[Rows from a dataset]
——————
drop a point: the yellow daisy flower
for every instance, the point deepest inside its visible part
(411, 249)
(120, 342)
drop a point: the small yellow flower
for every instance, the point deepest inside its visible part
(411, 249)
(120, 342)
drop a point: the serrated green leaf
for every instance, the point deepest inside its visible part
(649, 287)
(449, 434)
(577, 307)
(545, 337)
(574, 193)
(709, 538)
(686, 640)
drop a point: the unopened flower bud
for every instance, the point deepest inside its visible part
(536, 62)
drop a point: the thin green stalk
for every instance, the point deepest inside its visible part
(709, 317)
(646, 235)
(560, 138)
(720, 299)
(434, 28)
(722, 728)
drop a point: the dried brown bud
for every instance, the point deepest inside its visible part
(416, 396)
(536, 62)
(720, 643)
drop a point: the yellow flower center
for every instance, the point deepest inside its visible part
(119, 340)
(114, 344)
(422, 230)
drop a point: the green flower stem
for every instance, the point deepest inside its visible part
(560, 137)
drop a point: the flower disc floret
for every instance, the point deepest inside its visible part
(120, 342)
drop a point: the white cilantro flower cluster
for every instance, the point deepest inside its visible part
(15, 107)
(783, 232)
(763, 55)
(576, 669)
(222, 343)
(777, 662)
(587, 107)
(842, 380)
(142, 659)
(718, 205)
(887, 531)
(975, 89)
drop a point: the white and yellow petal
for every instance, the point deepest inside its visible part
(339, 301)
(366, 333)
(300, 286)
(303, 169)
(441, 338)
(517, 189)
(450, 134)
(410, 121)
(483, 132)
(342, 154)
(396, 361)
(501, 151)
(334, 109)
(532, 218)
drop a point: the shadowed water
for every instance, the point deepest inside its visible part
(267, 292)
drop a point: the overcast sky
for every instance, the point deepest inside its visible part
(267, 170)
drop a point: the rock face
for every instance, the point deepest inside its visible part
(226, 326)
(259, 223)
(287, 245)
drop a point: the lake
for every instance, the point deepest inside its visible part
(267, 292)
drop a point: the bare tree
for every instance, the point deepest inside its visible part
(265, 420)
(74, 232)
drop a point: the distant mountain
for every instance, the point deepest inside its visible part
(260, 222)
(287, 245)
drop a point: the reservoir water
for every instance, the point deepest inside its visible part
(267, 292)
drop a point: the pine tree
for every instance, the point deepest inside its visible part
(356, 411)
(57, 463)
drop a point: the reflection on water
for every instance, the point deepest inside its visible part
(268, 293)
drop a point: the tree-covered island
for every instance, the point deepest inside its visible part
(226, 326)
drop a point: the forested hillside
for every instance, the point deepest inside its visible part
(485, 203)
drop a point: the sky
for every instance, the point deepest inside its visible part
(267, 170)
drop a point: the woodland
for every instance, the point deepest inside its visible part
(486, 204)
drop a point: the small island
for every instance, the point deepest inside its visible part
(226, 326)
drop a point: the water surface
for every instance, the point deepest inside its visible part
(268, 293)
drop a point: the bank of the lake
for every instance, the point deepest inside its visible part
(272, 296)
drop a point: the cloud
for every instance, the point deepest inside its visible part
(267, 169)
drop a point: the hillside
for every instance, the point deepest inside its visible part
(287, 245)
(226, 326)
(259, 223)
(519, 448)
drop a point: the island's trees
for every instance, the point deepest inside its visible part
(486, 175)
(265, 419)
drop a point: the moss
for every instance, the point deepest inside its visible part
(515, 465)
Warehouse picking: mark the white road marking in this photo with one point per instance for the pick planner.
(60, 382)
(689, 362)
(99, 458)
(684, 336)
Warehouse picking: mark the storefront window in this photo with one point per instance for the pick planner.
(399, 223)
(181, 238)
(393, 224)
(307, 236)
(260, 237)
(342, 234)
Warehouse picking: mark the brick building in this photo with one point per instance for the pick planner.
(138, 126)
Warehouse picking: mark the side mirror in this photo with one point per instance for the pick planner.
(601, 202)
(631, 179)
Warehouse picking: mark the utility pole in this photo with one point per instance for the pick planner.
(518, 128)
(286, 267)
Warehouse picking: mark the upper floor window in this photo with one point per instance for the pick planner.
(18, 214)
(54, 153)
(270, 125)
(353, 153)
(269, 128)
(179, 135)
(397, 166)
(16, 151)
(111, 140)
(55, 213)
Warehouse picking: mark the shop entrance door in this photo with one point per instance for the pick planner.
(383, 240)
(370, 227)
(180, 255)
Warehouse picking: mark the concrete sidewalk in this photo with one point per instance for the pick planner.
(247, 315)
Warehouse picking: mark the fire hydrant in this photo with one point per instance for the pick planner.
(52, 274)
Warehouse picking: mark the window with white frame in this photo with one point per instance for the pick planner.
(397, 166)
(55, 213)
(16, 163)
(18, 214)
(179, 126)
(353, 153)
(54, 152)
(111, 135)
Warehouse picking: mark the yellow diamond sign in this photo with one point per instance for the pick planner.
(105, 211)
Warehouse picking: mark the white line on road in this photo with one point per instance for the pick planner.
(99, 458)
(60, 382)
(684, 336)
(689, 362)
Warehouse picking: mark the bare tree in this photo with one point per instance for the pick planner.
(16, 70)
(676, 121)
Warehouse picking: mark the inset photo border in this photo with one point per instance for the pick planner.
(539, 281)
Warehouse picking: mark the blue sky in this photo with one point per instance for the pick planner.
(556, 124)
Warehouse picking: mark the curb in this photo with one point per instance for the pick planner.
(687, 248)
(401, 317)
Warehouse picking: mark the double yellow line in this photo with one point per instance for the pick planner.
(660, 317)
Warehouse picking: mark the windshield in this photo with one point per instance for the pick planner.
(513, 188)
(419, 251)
——————
- WRITTEN TASK: From the data above, extract every line in its exact form.

- CORRECT OUTPUT:
drop a point: the yellow daisy flower
for every instance, the point deepest inside its visible part
(411, 249)
(120, 342)
drop a point: the small yellow flower
for every instance, the point deepest inside its visible part
(411, 249)
(120, 342)
drop a point: the serrated green leaf
for every instance, the point deepest inside its visible part
(649, 287)
(449, 434)
(577, 307)
(545, 337)
(574, 193)
(709, 538)
(686, 640)
drop a point: the unopened flower bud
for every instance, the point deepest inside its visible part
(536, 62)
drop a point: the thin green stalk
for every instance, the point deepest inside its visible part
(709, 317)
(646, 235)
(560, 138)
(720, 299)
(434, 28)
(722, 728)
drop a point: the dried brown bud
for every instance, the point deepest inside its visible part
(416, 396)
(536, 62)
(720, 643)
drop a point: the yellow flower center
for every instance, the point deepest inside its visible part
(119, 340)
(114, 344)
(422, 230)
drop a point: the green flower stem
for every instance, the point deepest inside its visible part
(560, 137)
drop a point: the flower disc floret
for every instance, the point deepest inside its visible part
(120, 342)
drop a point: the white cilantro flower cluster
for every instance, the point deepest inside its visible part
(15, 107)
(783, 232)
(763, 55)
(576, 669)
(222, 343)
(777, 662)
(587, 107)
(842, 380)
(142, 659)
(718, 205)
(887, 531)
(975, 89)
drop a point: the white and yellow petal
for every instance, the point deepest inside its visible part
(339, 301)
(366, 333)
(300, 286)
(303, 169)
(441, 338)
(517, 189)
(450, 134)
(410, 121)
(483, 132)
(342, 154)
(396, 361)
(501, 151)
(334, 109)
(532, 218)
drop a point: the shadowed water
for every instance, the point deepest inside its visible part
(267, 292)
drop a point: the overcast sky
for every instance, the point deepest inside its visible part
(267, 170)
drop a point: the rock face
for every instance, the point deepest inside its visible part
(226, 326)
(259, 223)
(287, 245)
drop a point: the lake
for every instance, the point deepest inside its visible part
(267, 292)
drop a point: the bare tree
for every instance, the point deepest inside its visible part
(265, 420)
(74, 232)
drop a point: the distant mountain
for every instance, the point deepest inside its visible part
(260, 222)
(287, 245)
drop a point: the reservoir water
for every instance, the point deepest inside its visible part
(267, 292)
drop a point: the pine tree
for every instance, the point deepest inside its visible part
(356, 411)
(57, 463)
drop a point: the reflection on water
for every instance, the point deepest inside its visible part
(268, 293)
drop a point: the tree-covered island
for every instance, the point deepest inside its visible part
(226, 326)
drop a point: the forested hillside
for every instance, the point deepest inside its visible part
(485, 203)
drop a point: the sky
for every instance, the point deepest inside its visible part
(267, 170)
drop a point: the woodland
for every instance, the point deepest inside its visible part
(486, 204)
drop a point: the small island
for every instance, the point deepest inside its visible part
(226, 326)
drop a point: the water surface
for every instance, the point deepest inside its visible part
(268, 293)
drop a point: the bank of the lake
for every instance, the point deepest inside its visible part
(272, 296)
drop a point: the cloud
for every instance, the point deepest inside its visible part
(267, 169)
drop a point: the hillside
for every instance, the point deepest inside its visible part
(287, 245)
(226, 326)
(259, 223)
(519, 448)
drop a point: the island's trees
for every instance, the point deepest inside its visible part
(486, 175)
(265, 419)
drop a point: the moss
for every instance, the point deepest inside its visible part
(515, 465)
Warehouse picking: mark the white road marking in this photo with one point per instance for the pick planner.
(60, 382)
(689, 362)
(99, 458)
(684, 336)
Warehouse picking: mark the storefront window in this photo with one point per instance for the pick planner.
(399, 223)
(181, 238)
(393, 224)
(307, 236)
(260, 237)
(342, 234)
Warehouse picking: mark the brick building in this photo with one point per instance for the pick planner.
(138, 126)
Warehouse picking: mark the side mirror in this photo with one point per instance for the pick planner.
(601, 202)
(631, 179)
Warehouse picking: mark the utility pole in this photo with one point per instance for the pick planner.
(518, 128)
(286, 267)
Warehouse picking: mark the upper floor window in this photo with one point per instance for the pick planner.
(18, 214)
(54, 153)
(270, 125)
(353, 153)
(269, 128)
(179, 135)
(397, 166)
(16, 151)
(111, 140)
(55, 213)
Warehouse picking: mark the shop entrance door in this photo with one point per instance for the pick planner.
(383, 240)
(370, 227)
(180, 255)
Warehouse picking: mark the concrete sidewalk in this photo with one point per instance for the pick planner.
(247, 315)
Warehouse picking: mark the fire hydrant in this photo with one point per instance for the pick planner.
(52, 274)
Warehouse picking: mark the window with white frame in this photo with one point per instance for the pick planner.
(397, 166)
(55, 213)
(16, 163)
(18, 214)
(179, 126)
(353, 153)
(54, 152)
(111, 135)
Warehouse picking: mark the yellow diamond sign in this photo with one point per instance for the pick planner.
(105, 211)
Warehouse picking: mark the white line on road in this photo with one point per instance for the pick planner.
(99, 458)
(60, 382)
(684, 336)
(689, 362)
Warehouse picking: mark the bare tree in this photo with one point per instance for the pick planner.
(16, 70)
(676, 121)
Warehouse picking: mark the inset photo border in this photo with one point per instance for the pick planner.
(539, 281)
Warehouse picking: mark the blue sky in this photo with one point per instance for the pick planner.
(556, 124)
Warehouse picking: mark the curb in this photo with one point per instance for the pick planner.
(687, 248)
(401, 317)
Warehouse picking: mark the double yellow line in this photo with one point per instance for the pick planner.
(660, 317)
Warehouse picking: mark the windshield in this photo with one point per instance for the pick planner.
(513, 188)
(419, 251)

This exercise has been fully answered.